## Requirement
Write out each of these records line for line, with no changes.

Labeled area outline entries
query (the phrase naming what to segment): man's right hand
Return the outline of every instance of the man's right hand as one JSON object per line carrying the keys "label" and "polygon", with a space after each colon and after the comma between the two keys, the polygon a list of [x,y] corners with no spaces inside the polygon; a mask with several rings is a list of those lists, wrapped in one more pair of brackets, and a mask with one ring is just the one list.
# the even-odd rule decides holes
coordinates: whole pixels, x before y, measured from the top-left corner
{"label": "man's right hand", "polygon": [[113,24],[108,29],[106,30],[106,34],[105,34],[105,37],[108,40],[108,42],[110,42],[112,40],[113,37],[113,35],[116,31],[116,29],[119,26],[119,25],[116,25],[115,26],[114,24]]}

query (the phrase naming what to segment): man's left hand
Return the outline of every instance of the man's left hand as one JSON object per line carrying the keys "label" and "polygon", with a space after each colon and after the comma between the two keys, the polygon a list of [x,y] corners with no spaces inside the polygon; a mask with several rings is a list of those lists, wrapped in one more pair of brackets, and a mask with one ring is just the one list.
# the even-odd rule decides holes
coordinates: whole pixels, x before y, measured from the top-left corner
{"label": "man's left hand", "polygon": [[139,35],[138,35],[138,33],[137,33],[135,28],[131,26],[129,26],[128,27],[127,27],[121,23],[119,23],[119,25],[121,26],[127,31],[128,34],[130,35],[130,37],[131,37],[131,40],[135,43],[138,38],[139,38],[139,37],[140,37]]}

## Solved exercise
query (the phrase naming what to segment): man's right hand
Return the outline of every instance of the man's right hand as one JSON object per line carrying the keys "label" and "polygon", with a space after each colon and after the comma between the two keys, the polygon a list of [x,y] corners with no spaces inside the polygon; a mask with several rings is a list of those lists, wrapped in one more pair of brackets, and a mask with one ring is just the one list.
# the even-odd rule decides holes
coordinates: whole pixels, x before y, measured from the top-left corner
{"label": "man's right hand", "polygon": [[113,24],[108,29],[106,30],[106,34],[105,34],[105,37],[108,40],[108,42],[110,42],[112,40],[113,37],[113,35],[116,31],[116,29],[119,26],[119,25],[116,25],[115,26],[114,24]]}

query (the phrase naming what to segment): man's left hand
Return the outline of every instance of the man's left hand as one JSON object per line carrying the keys "label" and "polygon", with a space after each colon and after the comma between the two keys, the polygon a list of [x,y] corners with no spaces inside the polygon; a mask with several rings is a list of those lists, wrapped in one more pair of brackets, and a mask with one ring is just the one list.
# the even-odd rule decides holes
coordinates: whole pixels, x before y, measured from the top-left corner
{"label": "man's left hand", "polygon": [[139,35],[138,35],[138,33],[137,33],[135,28],[131,26],[129,26],[128,27],[127,27],[121,23],[119,23],[119,25],[121,26],[127,31],[128,34],[130,35],[130,37],[131,37],[131,40],[135,43],[138,38],[139,38],[139,37],[140,37]]}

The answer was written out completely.